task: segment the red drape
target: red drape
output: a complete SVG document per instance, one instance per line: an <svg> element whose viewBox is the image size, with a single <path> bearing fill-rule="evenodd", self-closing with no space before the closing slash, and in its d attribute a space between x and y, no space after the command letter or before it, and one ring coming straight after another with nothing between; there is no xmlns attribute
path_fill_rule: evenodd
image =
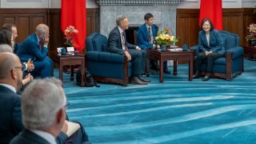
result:
<svg viewBox="0 0 256 144"><path fill-rule="evenodd" d="M76 50L82 51L86 38L86 0L62 0L61 27L63 33L69 26L74 26L78 30L73 45Z"/></svg>
<svg viewBox="0 0 256 144"><path fill-rule="evenodd" d="M222 30L222 0L201 0L200 3L200 17L201 21L209 18L215 29Z"/></svg>

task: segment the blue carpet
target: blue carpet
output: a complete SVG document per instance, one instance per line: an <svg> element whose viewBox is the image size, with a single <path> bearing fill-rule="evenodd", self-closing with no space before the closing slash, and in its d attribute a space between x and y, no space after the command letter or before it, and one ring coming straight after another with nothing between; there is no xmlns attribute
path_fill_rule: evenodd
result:
<svg viewBox="0 0 256 144"><path fill-rule="evenodd" d="M67 113L93 143L255 143L255 62L232 81L190 82L187 64L147 86L79 87L64 74Z"/></svg>

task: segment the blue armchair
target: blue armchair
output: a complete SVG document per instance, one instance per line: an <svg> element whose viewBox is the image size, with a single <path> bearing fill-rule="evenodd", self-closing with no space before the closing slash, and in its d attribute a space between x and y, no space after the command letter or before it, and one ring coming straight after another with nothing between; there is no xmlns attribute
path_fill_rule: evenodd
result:
<svg viewBox="0 0 256 144"><path fill-rule="evenodd" d="M241 74L243 72L243 48L240 46L240 38L227 31L220 31L224 41L226 54L224 58L214 61L211 77L219 77L226 80ZM195 58L199 52L198 46L190 47L195 50ZM201 67L200 74L206 74L206 61Z"/></svg>
<svg viewBox="0 0 256 144"><path fill-rule="evenodd" d="M98 33L86 39L87 70L96 82L127 86L132 74L132 63L127 58L108 51L107 38Z"/></svg>

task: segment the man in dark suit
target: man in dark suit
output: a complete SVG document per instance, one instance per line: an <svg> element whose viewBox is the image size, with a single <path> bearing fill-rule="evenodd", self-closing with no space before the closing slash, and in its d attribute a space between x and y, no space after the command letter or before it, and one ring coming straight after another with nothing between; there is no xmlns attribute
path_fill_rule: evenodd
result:
<svg viewBox="0 0 256 144"><path fill-rule="evenodd" d="M34 69L31 74L34 77L50 77L53 62L47 56L48 42L49 27L45 24L39 24L35 34L27 37L17 50L22 62L27 62L30 58L33 61Z"/></svg>
<svg viewBox="0 0 256 144"><path fill-rule="evenodd" d="M22 86L22 69L15 54L0 54L0 143L9 143L23 128L21 97L16 94Z"/></svg>
<svg viewBox="0 0 256 144"><path fill-rule="evenodd" d="M154 25L154 16L150 13L147 13L144 16L145 23L138 27L138 45L142 50L153 47L154 38L157 36L158 27ZM158 62L150 61L151 68L158 70ZM170 74L167 68L167 62L163 63L163 71Z"/></svg>
<svg viewBox="0 0 256 144"><path fill-rule="evenodd" d="M11 31L11 33L13 34L13 38L14 38L13 41L14 42L14 45L13 47L14 53L16 54L16 52L20 46L20 44L16 42L16 38L18 38L17 26L12 23L6 23L2 26L2 28Z"/></svg>
<svg viewBox="0 0 256 144"><path fill-rule="evenodd" d="M132 61L133 78L130 79L131 83L146 85L150 81L141 76L146 51L142 50L138 46L127 42L124 32L128 29L128 18L126 16L118 16L116 22L118 26L112 30L108 38L110 51L125 55L128 58L128 61Z"/></svg>
<svg viewBox="0 0 256 144"><path fill-rule="evenodd" d="M36 79L22 93L22 123L25 130L10 144L90 143L83 129L66 139L70 127L66 120L66 98L60 80ZM55 138L61 137L55 140Z"/></svg>

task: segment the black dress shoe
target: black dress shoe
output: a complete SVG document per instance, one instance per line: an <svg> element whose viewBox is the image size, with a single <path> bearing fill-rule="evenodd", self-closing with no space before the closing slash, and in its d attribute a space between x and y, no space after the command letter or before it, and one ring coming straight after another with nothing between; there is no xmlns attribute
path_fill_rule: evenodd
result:
<svg viewBox="0 0 256 144"><path fill-rule="evenodd" d="M198 74L194 74L193 75L193 79L194 78L199 78L199 75Z"/></svg>
<svg viewBox="0 0 256 144"><path fill-rule="evenodd" d="M208 81L210 79L210 77L206 75L205 78L202 78L202 81Z"/></svg>
<svg viewBox="0 0 256 144"><path fill-rule="evenodd" d="M131 78L130 82L133 84L137 84L137 85L147 85L147 82L142 82L141 80L139 80L138 77Z"/></svg>
<svg viewBox="0 0 256 144"><path fill-rule="evenodd" d="M170 71L168 70L168 68L164 69L164 70L163 70L163 72L164 72L165 74L170 74Z"/></svg>
<svg viewBox="0 0 256 144"><path fill-rule="evenodd" d="M138 78L139 78L139 80L142 81L142 82L150 82L151 81L150 80L147 80L147 79L145 79L141 75L138 75Z"/></svg>

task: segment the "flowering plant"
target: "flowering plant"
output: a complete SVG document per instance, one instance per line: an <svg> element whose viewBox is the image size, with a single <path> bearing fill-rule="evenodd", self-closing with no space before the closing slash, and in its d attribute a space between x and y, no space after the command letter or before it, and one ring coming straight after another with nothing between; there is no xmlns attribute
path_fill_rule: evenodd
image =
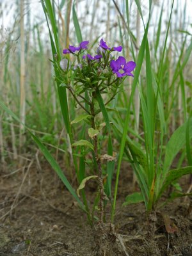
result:
<svg viewBox="0 0 192 256"><path fill-rule="evenodd" d="M115 157L113 152L112 140L110 132L110 124L106 106L115 98L120 92L120 86L127 76L133 77L131 73L136 63L127 62L122 56L116 60L113 56L115 52L120 52L122 46L109 47L101 39L95 54L92 56L88 51L88 41L82 42L79 46L69 45L63 53L65 57L58 61L55 59L55 67L57 68L56 79L60 86L67 88L77 104L86 112L72 121L72 124L86 120L90 128L88 134L89 140L81 140L73 143L72 146L81 149L80 157L85 157L86 153L92 151L93 161L95 163L97 173L95 175L85 177L84 173L79 177L80 186L77 194L82 189L86 182L90 179L97 179L99 184L99 227L103 227L104 201L111 197L111 184L113 178ZM75 57L76 60L71 62L70 56ZM101 124L97 115L102 113L108 132L108 148L107 154L101 154L99 133ZM102 123L103 124L103 123ZM86 148L86 151L84 150ZM83 154L82 152L84 152ZM86 152L86 153L85 153ZM84 160L84 158L83 159ZM106 179L103 182L102 162L107 161ZM98 199L99 199L98 198ZM87 209L88 211L88 210Z"/></svg>

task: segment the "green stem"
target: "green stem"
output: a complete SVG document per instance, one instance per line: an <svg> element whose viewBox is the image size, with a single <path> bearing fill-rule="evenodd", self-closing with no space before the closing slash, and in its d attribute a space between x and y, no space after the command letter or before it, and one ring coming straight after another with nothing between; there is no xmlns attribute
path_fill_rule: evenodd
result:
<svg viewBox="0 0 192 256"><path fill-rule="evenodd" d="M94 95L93 94L93 97ZM91 104L91 114L92 114L92 128L95 129L95 113L94 111L94 103ZM94 154L95 158L97 162L97 170L98 170L98 181L99 181L99 228L101 233L104 233L104 187L102 184L102 164L100 156L98 152L98 136L95 135L93 137L93 143L94 143Z"/></svg>

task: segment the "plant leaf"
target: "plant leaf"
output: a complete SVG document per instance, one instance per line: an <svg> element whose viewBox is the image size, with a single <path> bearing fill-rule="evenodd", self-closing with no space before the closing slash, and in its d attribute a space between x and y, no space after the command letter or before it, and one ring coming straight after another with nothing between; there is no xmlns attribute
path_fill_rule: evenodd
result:
<svg viewBox="0 0 192 256"><path fill-rule="evenodd" d="M97 175L92 175L92 176L89 176L89 177L87 177L86 178L83 179L83 180L81 181L81 184L80 184L79 188L78 188L77 189L77 196L78 196L79 197L80 197L79 191L80 191L81 189L83 189L84 188L85 184L86 184L86 182L88 180L90 180L91 179L97 179L97 178L98 178L98 176L97 176Z"/></svg>
<svg viewBox="0 0 192 256"><path fill-rule="evenodd" d="M170 185L173 181L186 174L192 173L192 166L182 167L179 169L174 169L169 171L163 186L158 194L157 200L160 198L163 193Z"/></svg>
<svg viewBox="0 0 192 256"><path fill-rule="evenodd" d="M92 116L90 115L80 115L77 117L76 117L74 120L72 120L70 124L77 124L81 121L87 120L88 118L91 118Z"/></svg>
<svg viewBox="0 0 192 256"><path fill-rule="evenodd" d="M90 148L92 150L93 150L93 146L92 144L88 141L88 140L80 140L74 143L72 145L72 147L78 147L78 146L84 146Z"/></svg>

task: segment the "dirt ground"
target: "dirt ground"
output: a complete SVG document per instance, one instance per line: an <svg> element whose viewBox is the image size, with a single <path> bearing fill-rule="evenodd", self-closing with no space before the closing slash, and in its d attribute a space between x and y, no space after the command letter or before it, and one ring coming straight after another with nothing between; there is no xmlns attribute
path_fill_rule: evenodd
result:
<svg viewBox="0 0 192 256"><path fill-rule="evenodd" d="M86 216L47 164L40 170L31 163L12 174L13 168L1 169L0 256L95 255L94 232ZM189 186L188 178L182 180L185 191ZM161 210L170 217L177 232L168 234L162 216L157 214L155 232L149 236L143 204L122 206L125 196L132 192L131 179L131 171L124 166L113 235L113 243L117 246L106 256L192 256L189 198L178 198ZM96 190L90 181L86 192L91 203ZM109 206L106 209L108 221Z"/></svg>

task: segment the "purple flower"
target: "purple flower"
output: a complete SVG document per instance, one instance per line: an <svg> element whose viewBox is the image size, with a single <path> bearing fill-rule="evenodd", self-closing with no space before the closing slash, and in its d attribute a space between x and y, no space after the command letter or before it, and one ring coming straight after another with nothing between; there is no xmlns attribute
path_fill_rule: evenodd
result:
<svg viewBox="0 0 192 256"><path fill-rule="evenodd" d="M118 57L116 60L112 60L110 66L113 72L118 77L122 77L124 76L134 76L131 72L136 67L136 63L134 61L126 63L125 58L122 56Z"/></svg>
<svg viewBox="0 0 192 256"><path fill-rule="evenodd" d="M122 46L118 46L117 47L113 46L112 48L109 47L109 46L106 45L106 43L103 40L102 38L101 38L100 40L99 46L104 50L116 51L117 52L121 52L122 50Z"/></svg>
<svg viewBox="0 0 192 256"><path fill-rule="evenodd" d="M60 61L60 67L63 71L66 71L68 67L68 60L67 59L63 59L61 60ZM70 65L69 65L70 67Z"/></svg>
<svg viewBox="0 0 192 256"><path fill-rule="evenodd" d="M80 51L83 49L87 49L87 45L88 44L89 41L83 41L80 43L79 46L76 47L73 45L69 45L68 49L64 49L63 51L63 54L67 54L68 53L74 53L77 51Z"/></svg>
<svg viewBox="0 0 192 256"><path fill-rule="evenodd" d="M76 65L74 67L74 70L76 70L77 68L79 68L80 69L82 69L82 67L83 67L82 64L79 63L79 64Z"/></svg>

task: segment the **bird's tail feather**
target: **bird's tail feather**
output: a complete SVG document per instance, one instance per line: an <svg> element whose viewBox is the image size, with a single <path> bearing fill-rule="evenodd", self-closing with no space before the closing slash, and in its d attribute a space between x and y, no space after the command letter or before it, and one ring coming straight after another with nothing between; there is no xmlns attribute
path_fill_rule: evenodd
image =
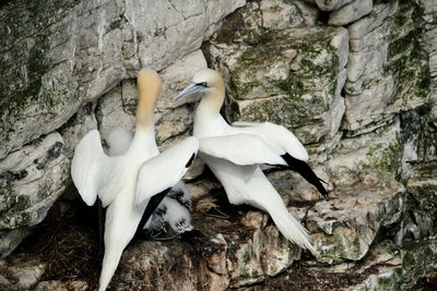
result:
<svg viewBox="0 0 437 291"><path fill-rule="evenodd" d="M323 183L327 182L318 178L316 173L311 170L311 168L308 166L308 163L292 157L290 154L285 154L281 157L288 163L290 170L298 172L302 177L304 177L305 180L315 185L317 190L320 192L320 194L322 194L324 197L328 195L328 191L320 183L320 181Z"/></svg>
<svg viewBox="0 0 437 291"><path fill-rule="evenodd" d="M283 210L279 211L279 209L275 209L274 211L269 211L269 214L281 233L287 240L303 248L307 248L312 253L312 255L318 255L318 252L312 245L311 238L308 234L308 230L306 230L300 222L288 213L285 206Z"/></svg>
<svg viewBox="0 0 437 291"><path fill-rule="evenodd" d="M98 282L98 291L105 291L108 287L110 279L117 269L118 263L120 262L122 251L122 247L109 247L109 250L105 251L101 279Z"/></svg>

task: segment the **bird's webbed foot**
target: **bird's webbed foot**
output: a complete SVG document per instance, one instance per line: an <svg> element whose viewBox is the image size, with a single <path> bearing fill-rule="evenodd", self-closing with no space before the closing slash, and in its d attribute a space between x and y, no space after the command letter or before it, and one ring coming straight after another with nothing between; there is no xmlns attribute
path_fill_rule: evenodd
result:
<svg viewBox="0 0 437 291"><path fill-rule="evenodd" d="M220 218L220 219L231 219L231 216L227 215L225 211L223 211L222 209L220 209L218 207L214 206L212 207L210 210L208 210L204 216L209 216L209 217L215 217L215 218Z"/></svg>
<svg viewBox="0 0 437 291"><path fill-rule="evenodd" d="M149 231L149 239L152 241L172 241L179 237L179 233L174 231L167 223L164 228Z"/></svg>

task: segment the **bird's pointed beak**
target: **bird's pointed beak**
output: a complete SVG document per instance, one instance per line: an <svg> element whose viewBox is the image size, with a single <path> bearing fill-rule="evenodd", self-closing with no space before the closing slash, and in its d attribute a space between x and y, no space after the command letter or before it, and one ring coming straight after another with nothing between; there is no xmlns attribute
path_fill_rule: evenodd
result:
<svg viewBox="0 0 437 291"><path fill-rule="evenodd" d="M194 94L197 92L202 90L204 87L199 86L196 83L191 83L188 85L185 89L182 89L178 95L176 95L175 100L181 99L184 97L187 97L188 95Z"/></svg>

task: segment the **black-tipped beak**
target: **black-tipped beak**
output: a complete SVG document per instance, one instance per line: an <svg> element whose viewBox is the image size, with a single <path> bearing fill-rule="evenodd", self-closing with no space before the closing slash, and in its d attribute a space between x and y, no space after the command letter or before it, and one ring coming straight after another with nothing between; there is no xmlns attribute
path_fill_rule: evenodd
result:
<svg viewBox="0 0 437 291"><path fill-rule="evenodd" d="M197 92L201 92L204 88L205 88L205 86L202 83L201 84L191 83L185 89L182 89L178 95L176 95L175 100L185 98L188 95L194 94Z"/></svg>

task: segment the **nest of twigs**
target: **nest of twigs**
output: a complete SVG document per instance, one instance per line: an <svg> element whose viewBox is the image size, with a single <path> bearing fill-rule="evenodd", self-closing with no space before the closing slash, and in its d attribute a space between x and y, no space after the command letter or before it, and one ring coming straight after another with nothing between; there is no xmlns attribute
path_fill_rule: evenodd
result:
<svg viewBox="0 0 437 291"><path fill-rule="evenodd" d="M35 258L46 263L43 281L82 280L93 290L97 287L102 264L97 211L81 201L69 203L62 211L61 208L61 203L52 207L34 234L11 257Z"/></svg>

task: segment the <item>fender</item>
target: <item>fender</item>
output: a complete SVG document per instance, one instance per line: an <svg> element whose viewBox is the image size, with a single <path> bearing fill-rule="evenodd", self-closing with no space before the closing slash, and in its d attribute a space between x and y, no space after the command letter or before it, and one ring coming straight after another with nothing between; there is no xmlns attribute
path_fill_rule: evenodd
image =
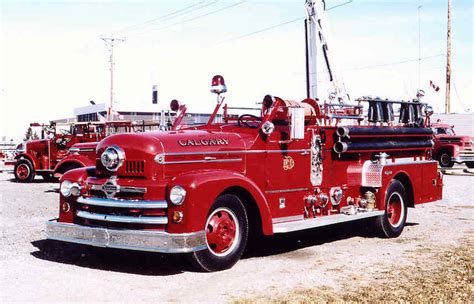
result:
<svg viewBox="0 0 474 304"><path fill-rule="evenodd" d="M272 217L267 200L258 186L246 176L228 170L194 171L173 179L166 193L169 193L175 185L184 187L187 193L181 206L170 204L170 210L182 210L184 214L182 223L169 223L170 232L192 232L204 229L209 209L217 197L226 189L240 187L254 198L260 212L263 233L273 234ZM243 203L246 204L246 202Z"/></svg>
<svg viewBox="0 0 474 304"><path fill-rule="evenodd" d="M444 144L441 142L438 142L437 149L434 153L434 158L438 158L439 152L442 150L447 150L452 157L456 157L459 154L459 145L456 144ZM456 150L456 147L458 147L458 150Z"/></svg>
<svg viewBox="0 0 474 304"><path fill-rule="evenodd" d="M80 185L83 185L87 177L93 176L95 174L95 167L84 167L77 168L67 171L61 176L60 181L69 180L71 182L77 182Z"/></svg>
<svg viewBox="0 0 474 304"><path fill-rule="evenodd" d="M95 174L95 167L85 167L85 168L77 168L73 169L70 171L67 171L64 173L63 176L59 179L60 182L64 180L68 180L71 182L76 182L81 186L84 186L87 177L92 176ZM75 214L75 202L76 198L73 196L70 196L68 198L62 196L61 194L59 195L59 221L62 223L74 223L74 214ZM71 204L71 210L64 211L61 208L61 205L64 202L69 202Z"/></svg>
<svg viewBox="0 0 474 304"><path fill-rule="evenodd" d="M59 163L56 164L56 166L54 167L53 174L54 175L63 174L63 173L60 173L60 171L62 168L64 168L64 166L68 164L75 164L75 165L78 165L79 167L90 167L90 166L94 166L95 162L93 162L92 160L90 160L90 158L84 155L77 155L77 154L68 155L65 158L61 159L61 161L59 161Z"/></svg>
<svg viewBox="0 0 474 304"><path fill-rule="evenodd" d="M22 159L22 158L25 158L25 159L29 160L31 162L31 164L33 165L33 170L36 171L36 168L38 168L38 162L36 161L36 158L33 157L33 155L31 155L30 153L20 153L17 156L15 156L15 159L17 161Z"/></svg>
<svg viewBox="0 0 474 304"><path fill-rule="evenodd" d="M389 174L390 173L390 174ZM387 189L388 189L388 185L390 184L390 182L394 179L398 179L396 178L397 176L403 176L404 178L406 178L406 180L400 180L400 182L402 184L404 184L405 186L405 191L406 191L406 195L407 195L407 199L408 200L412 200L413 198L411 197L408 197L410 195L409 191L410 189L407 189L405 183L408 182L410 183L410 186L413 188L415 187L415 185L413 184L413 180L412 180L412 177L410 175L410 173L408 173L406 170L400 170L400 169L395 169L391 166L386 166L383 168L382 170L382 187L381 189L384 189L384 191L379 191L378 193L378 203L377 203L377 208L379 210L385 210L385 200L387 198ZM413 202L414 203L414 202ZM409 204L410 205L410 204Z"/></svg>

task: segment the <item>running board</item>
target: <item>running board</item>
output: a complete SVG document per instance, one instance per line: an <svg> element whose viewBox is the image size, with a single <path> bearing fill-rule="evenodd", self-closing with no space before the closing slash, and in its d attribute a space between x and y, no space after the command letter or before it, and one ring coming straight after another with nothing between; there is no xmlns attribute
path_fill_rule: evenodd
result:
<svg viewBox="0 0 474 304"><path fill-rule="evenodd" d="M369 212L359 212L355 215L337 214L328 215L324 217L317 217L308 220L292 221L285 223L273 224L273 233L287 233L298 230L311 229L316 227L328 226L338 223L350 222L360 220L369 217L380 216L384 212L380 210L374 210Z"/></svg>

WRITTEN EXERCISE: Quote the listing word for word, starting at the line containing "task: segment the blue armchair" and continuing through the line containing "target: blue armchair".

FULL ANSWER:
task: segment the blue armchair
target: blue armchair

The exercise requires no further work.